◆ Required task ◆
Locate every line in the material below that contains the string "cabinet", and copy each of those lines. Case counts.

* start Extracted information *

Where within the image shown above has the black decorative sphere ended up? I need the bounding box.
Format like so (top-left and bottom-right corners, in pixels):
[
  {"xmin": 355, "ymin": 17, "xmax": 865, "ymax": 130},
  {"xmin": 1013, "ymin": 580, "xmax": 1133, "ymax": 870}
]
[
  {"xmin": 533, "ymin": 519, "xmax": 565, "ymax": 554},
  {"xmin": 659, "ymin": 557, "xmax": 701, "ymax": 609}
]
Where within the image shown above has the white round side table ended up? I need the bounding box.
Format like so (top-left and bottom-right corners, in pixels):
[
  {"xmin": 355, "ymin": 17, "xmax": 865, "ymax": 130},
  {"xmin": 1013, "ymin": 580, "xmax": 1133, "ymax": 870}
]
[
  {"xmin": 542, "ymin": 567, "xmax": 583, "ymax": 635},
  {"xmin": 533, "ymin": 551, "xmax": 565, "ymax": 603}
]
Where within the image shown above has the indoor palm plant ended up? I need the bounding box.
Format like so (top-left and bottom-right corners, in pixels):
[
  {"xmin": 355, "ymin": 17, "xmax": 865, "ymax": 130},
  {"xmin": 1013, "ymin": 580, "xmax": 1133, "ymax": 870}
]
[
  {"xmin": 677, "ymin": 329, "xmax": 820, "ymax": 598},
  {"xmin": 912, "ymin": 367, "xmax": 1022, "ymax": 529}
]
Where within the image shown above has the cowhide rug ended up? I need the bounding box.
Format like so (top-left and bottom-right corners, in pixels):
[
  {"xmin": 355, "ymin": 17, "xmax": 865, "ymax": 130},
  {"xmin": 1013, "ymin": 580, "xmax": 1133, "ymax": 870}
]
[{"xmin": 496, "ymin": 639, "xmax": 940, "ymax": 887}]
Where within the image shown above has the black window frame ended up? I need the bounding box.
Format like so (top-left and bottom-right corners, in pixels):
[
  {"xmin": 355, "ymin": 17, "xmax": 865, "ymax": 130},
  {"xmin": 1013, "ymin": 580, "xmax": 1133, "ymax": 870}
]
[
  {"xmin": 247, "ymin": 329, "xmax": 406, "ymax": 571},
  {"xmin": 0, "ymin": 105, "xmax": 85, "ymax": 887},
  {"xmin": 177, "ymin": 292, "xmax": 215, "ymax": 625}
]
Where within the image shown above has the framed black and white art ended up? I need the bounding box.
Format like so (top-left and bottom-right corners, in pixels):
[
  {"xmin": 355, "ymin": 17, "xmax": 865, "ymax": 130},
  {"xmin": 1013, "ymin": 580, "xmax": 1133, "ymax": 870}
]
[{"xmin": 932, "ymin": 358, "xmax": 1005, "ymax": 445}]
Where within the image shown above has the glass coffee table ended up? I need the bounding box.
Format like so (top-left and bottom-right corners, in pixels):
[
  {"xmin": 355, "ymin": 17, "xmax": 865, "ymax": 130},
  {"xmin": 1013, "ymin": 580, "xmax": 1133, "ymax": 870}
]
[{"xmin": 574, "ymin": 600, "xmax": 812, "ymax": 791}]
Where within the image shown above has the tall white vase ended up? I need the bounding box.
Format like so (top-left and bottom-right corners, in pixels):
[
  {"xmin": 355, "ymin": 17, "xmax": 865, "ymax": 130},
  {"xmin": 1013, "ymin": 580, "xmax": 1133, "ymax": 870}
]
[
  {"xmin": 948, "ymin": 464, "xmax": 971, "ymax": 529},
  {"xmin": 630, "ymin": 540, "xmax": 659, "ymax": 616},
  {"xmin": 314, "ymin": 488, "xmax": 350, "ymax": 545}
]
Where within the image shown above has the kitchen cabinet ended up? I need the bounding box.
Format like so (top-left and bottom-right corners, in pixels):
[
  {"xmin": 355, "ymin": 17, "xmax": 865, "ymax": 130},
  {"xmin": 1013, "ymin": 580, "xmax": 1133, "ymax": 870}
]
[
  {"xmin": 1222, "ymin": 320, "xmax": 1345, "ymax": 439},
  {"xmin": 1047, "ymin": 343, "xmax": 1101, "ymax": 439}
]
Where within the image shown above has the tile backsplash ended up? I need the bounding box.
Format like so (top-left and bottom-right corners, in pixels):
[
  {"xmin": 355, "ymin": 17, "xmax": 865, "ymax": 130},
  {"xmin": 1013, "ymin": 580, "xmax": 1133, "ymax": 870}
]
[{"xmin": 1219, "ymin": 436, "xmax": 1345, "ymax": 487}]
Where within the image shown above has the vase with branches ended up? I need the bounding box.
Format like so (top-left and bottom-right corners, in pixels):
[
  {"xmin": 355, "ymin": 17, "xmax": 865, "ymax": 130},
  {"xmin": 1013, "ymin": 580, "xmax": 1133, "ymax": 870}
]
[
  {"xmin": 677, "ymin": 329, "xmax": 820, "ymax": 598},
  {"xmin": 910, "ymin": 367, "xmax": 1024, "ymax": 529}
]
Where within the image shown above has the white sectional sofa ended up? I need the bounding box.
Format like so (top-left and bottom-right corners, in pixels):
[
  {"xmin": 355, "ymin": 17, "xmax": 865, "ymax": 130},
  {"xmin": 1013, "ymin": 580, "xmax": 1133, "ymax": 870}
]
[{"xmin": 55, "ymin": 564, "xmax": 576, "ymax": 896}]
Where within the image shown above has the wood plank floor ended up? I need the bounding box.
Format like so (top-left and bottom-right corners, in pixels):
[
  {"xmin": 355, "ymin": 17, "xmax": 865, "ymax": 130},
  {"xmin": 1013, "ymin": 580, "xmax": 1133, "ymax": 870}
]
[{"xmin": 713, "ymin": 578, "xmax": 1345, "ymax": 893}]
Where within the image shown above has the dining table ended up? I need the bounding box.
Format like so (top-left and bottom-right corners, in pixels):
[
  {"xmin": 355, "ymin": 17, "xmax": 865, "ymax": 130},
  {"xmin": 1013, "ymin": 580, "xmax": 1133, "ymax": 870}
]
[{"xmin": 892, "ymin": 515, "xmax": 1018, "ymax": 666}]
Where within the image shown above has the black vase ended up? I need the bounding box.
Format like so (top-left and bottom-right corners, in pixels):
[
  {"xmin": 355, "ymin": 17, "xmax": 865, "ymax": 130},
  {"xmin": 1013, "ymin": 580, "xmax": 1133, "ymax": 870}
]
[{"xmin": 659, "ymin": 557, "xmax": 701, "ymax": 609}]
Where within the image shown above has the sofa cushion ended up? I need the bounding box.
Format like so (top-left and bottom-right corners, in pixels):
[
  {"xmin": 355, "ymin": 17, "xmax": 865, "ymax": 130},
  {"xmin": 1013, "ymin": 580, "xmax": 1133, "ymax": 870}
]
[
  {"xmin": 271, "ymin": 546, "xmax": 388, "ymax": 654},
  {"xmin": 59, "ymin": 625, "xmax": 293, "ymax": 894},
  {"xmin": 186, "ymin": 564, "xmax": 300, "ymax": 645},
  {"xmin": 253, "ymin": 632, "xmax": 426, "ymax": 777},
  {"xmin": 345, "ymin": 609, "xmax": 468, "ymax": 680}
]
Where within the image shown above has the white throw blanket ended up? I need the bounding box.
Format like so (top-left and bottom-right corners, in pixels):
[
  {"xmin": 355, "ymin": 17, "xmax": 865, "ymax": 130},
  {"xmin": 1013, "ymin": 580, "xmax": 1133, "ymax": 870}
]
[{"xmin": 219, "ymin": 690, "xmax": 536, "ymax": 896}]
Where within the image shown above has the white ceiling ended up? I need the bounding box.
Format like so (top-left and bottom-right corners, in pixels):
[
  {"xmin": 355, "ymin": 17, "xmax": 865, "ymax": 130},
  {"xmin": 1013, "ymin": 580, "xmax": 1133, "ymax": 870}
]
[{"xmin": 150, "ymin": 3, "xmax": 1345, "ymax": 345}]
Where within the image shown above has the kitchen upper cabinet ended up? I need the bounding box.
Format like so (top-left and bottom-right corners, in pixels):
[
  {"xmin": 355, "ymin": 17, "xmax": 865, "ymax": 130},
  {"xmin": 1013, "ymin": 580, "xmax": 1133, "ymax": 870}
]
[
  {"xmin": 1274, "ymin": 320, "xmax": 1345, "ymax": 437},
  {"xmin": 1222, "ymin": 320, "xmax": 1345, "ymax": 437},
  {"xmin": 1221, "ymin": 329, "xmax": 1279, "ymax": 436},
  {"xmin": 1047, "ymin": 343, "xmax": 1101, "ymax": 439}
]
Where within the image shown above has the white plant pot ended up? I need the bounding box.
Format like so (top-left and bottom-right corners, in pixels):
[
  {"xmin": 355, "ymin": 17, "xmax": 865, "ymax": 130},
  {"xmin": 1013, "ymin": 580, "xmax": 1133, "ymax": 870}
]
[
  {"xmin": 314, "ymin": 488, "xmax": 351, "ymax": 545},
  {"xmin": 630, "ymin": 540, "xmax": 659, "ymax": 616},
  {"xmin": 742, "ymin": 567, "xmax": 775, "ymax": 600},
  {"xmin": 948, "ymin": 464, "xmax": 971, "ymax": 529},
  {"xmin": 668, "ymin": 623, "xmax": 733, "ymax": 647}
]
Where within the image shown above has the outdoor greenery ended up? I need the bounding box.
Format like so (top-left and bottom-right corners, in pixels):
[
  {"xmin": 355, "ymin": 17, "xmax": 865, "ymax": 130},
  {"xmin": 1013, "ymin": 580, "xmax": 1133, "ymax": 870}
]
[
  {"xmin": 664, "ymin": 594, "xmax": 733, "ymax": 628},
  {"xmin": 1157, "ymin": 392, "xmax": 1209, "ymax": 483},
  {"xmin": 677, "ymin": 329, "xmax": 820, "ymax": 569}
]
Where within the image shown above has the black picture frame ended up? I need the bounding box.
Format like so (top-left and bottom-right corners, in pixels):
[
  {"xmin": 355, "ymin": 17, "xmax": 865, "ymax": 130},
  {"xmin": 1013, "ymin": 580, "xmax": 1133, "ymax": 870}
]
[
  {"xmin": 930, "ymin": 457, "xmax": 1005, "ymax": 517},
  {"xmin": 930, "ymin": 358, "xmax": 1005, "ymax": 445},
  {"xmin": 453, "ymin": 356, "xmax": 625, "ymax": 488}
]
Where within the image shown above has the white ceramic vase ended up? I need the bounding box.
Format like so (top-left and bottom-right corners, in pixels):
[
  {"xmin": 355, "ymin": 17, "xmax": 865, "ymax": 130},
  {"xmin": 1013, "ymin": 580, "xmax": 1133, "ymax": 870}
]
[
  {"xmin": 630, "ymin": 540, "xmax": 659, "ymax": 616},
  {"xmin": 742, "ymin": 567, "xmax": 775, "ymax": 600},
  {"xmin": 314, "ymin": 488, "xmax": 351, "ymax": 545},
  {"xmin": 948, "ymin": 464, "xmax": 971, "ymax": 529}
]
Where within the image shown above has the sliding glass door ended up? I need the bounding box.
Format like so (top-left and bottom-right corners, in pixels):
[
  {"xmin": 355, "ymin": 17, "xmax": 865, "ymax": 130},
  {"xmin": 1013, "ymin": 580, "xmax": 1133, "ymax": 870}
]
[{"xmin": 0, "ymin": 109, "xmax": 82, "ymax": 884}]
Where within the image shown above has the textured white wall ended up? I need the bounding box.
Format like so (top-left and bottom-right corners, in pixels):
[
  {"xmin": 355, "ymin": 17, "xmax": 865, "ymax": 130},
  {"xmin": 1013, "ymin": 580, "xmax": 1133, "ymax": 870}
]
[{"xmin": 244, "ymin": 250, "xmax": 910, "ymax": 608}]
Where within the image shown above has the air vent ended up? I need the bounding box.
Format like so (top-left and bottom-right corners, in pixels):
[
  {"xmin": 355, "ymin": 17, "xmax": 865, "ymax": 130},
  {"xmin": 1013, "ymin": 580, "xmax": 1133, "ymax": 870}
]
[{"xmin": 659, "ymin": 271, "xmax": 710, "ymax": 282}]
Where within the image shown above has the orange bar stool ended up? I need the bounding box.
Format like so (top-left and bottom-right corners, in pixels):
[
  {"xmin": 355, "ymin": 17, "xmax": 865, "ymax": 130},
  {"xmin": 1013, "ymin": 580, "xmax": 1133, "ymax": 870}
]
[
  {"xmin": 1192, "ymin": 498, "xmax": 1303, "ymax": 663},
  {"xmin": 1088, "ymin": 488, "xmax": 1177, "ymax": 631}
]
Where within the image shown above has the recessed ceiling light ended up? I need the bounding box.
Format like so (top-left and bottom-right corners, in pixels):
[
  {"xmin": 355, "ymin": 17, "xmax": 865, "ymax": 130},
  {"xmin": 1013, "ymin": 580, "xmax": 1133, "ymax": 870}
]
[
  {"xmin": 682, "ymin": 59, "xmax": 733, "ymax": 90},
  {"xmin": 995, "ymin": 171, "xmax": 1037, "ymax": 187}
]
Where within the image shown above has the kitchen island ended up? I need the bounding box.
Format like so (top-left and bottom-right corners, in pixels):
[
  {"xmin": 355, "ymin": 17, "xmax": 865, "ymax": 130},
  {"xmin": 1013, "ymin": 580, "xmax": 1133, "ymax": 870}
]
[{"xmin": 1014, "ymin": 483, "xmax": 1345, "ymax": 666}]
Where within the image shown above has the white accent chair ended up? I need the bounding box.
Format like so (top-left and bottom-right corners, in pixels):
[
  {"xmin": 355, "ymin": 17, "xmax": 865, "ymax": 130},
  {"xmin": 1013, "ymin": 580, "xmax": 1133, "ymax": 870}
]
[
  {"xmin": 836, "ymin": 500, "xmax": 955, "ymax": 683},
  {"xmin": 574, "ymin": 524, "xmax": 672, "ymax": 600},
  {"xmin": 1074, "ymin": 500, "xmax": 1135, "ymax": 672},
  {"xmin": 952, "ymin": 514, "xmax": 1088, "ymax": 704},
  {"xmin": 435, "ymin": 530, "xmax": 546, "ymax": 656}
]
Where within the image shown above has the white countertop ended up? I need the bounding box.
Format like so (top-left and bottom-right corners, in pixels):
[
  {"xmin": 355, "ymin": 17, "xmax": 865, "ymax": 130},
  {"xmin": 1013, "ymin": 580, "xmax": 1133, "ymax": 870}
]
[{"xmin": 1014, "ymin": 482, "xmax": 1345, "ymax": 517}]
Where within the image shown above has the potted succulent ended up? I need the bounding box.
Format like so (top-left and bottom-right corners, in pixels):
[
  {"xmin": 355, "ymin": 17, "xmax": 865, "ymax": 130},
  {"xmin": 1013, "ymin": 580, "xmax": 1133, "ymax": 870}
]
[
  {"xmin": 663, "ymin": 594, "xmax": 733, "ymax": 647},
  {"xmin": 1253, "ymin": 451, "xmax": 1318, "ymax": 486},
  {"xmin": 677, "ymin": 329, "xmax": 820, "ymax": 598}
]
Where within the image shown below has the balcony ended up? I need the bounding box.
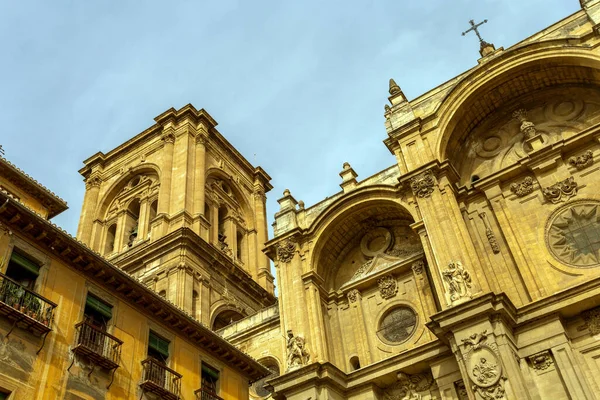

* end Extracted information *

◆ Solved problem ◆
Where within the image shown above has the kitchen cabinet ended up? I need the bounding box.
Where within the image shown above has the kitchen upper cabinet ended up? I need the bounding box.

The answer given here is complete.